* BEGIN INPUT RECORDS *

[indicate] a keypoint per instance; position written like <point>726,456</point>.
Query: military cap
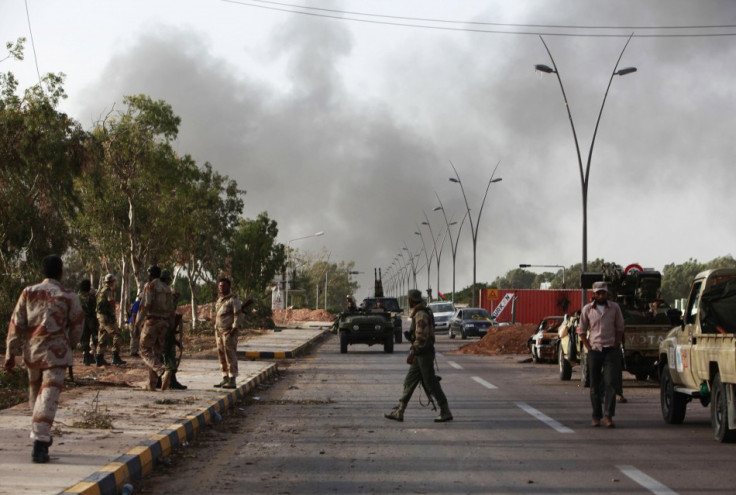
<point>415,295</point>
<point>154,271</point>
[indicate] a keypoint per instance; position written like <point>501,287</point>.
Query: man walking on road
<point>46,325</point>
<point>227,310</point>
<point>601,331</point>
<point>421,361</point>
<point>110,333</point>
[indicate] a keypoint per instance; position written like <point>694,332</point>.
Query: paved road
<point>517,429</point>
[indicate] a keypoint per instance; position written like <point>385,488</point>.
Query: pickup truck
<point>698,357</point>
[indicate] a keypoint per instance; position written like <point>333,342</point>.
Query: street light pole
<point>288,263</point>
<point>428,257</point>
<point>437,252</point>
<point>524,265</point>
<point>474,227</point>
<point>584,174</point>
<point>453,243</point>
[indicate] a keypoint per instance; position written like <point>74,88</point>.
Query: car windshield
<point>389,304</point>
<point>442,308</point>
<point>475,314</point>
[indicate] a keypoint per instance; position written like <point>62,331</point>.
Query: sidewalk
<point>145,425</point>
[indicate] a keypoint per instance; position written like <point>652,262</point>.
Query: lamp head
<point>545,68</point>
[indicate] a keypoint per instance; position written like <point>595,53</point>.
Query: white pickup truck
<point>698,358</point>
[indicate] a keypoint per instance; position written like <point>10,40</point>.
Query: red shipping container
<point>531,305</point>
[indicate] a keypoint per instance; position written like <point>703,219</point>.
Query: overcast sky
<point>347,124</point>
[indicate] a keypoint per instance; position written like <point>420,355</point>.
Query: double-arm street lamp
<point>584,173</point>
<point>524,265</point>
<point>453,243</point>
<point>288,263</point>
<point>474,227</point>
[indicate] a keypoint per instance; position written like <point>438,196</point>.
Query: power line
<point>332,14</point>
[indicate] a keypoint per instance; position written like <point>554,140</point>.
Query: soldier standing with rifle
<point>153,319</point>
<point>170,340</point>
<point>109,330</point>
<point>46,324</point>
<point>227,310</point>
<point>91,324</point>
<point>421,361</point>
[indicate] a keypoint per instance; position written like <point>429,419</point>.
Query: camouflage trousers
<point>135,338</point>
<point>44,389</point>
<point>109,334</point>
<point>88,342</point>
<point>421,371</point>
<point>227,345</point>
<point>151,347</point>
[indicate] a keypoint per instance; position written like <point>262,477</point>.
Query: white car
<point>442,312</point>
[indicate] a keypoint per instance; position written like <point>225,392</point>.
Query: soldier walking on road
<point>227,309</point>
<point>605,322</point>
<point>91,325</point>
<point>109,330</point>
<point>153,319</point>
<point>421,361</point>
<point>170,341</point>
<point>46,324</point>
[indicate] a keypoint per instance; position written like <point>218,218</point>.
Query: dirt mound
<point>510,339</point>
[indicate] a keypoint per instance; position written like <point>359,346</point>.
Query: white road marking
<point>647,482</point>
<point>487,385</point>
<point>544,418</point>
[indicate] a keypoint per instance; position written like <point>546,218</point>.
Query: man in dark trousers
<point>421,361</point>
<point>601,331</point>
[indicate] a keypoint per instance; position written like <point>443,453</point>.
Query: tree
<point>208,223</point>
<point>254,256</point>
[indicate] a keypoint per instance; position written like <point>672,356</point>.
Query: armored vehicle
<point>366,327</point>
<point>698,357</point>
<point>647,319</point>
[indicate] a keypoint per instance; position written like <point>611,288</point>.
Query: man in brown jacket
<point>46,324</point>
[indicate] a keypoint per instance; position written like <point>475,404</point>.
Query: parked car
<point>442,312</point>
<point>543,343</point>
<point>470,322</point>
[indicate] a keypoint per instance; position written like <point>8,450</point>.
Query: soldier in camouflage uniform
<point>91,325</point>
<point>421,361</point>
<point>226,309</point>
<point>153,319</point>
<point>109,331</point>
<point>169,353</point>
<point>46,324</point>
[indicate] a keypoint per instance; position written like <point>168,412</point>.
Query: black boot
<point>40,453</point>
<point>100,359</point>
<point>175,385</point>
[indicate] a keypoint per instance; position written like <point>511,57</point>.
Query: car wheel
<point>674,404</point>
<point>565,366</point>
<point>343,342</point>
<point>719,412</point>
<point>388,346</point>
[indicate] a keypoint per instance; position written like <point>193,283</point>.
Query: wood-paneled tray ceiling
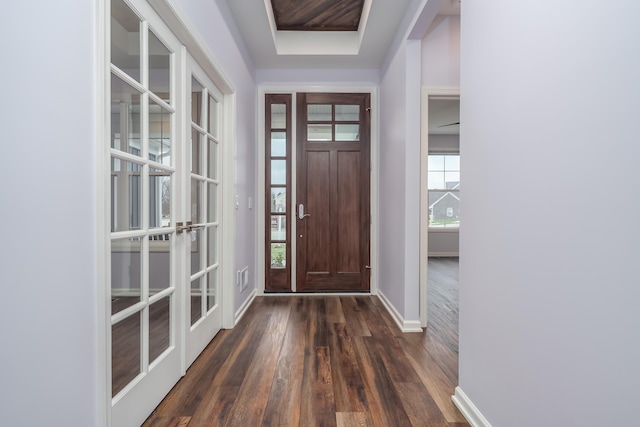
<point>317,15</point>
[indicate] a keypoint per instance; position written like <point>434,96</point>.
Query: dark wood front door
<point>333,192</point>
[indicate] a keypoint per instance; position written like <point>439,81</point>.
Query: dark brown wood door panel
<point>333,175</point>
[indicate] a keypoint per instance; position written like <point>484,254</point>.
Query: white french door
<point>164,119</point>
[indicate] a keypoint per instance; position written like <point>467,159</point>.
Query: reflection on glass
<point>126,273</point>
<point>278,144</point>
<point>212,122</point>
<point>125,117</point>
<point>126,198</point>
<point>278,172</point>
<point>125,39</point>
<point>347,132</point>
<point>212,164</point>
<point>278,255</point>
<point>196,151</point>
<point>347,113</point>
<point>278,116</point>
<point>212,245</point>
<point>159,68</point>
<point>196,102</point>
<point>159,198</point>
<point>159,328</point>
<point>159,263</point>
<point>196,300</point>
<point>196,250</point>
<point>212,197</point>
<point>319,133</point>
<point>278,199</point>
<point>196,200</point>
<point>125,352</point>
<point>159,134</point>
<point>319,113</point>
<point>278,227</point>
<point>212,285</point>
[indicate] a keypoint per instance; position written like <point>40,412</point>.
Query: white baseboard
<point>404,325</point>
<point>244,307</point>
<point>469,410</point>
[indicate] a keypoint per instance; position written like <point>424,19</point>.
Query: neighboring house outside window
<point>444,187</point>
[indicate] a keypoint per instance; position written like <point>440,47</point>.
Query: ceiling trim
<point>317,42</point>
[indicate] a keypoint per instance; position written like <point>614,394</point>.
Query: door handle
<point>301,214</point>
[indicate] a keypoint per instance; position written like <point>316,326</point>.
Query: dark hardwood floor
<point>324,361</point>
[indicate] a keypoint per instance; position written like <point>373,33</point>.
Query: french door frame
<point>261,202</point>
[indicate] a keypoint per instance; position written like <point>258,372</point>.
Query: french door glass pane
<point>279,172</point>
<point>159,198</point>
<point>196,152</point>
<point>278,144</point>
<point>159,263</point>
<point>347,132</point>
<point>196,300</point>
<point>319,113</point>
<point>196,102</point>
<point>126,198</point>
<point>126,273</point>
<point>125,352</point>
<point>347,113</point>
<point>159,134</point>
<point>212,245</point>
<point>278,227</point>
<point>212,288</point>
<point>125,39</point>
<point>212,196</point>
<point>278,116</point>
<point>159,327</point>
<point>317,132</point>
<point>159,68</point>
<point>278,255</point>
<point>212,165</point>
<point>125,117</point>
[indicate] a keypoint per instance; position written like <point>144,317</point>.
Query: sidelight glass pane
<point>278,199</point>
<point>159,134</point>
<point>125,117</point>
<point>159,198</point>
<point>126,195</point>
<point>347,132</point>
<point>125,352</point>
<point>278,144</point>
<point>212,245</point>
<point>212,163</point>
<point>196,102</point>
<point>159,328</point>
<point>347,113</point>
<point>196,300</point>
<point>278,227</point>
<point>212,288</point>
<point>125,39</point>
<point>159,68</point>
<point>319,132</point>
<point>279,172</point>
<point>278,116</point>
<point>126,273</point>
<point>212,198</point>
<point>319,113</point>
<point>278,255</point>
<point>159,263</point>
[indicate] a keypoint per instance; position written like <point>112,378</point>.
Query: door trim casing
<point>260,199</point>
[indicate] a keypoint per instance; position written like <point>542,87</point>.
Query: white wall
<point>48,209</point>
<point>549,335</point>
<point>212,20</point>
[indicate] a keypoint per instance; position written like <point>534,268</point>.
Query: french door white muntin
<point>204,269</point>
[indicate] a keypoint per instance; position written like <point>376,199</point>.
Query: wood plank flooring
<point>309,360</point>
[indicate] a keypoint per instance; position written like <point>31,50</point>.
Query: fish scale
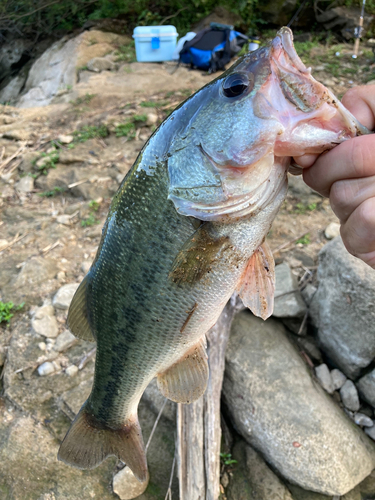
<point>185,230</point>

* END INPUT RECORDS *

## PROBLEM TO SOLVE
Copy again the part of the listing above that runs from its first line through the line containing "<point>154,271</point>", with both ends included. Leave the picture out of your copy.

## SOLVED EXERCISE
[indicate] a keypoint per instance; position written like <point>726,456</point>.
Query: military cap
<point>415,295</point>
<point>154,271</point>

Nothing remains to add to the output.